_Prompt_
At the line containing "In this exercise you will mark each instance of the dark", start repeating the entries exactly, and continue through the last line.

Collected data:
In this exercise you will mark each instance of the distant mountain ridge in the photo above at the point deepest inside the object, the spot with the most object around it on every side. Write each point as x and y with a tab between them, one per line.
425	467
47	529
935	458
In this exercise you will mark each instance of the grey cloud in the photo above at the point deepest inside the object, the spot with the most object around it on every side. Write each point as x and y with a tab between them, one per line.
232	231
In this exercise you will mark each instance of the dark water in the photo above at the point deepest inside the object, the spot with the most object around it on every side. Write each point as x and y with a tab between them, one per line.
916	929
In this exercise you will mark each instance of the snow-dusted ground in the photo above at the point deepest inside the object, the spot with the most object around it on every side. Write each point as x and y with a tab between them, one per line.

_Exercise response_
In this exercise you will mark each instance of the dark water in the photo above at the point deepest inside the object, the spot with the most object around it on every side. Write each point as x and y with a tab between them, one per line.
916	929
In this exercise you will mark each instance of the snow-dusted ground in the photo above at the point deepest inside the object, the spot with the most object around it on every side. Write each point as x and y with a tab between them, one per line.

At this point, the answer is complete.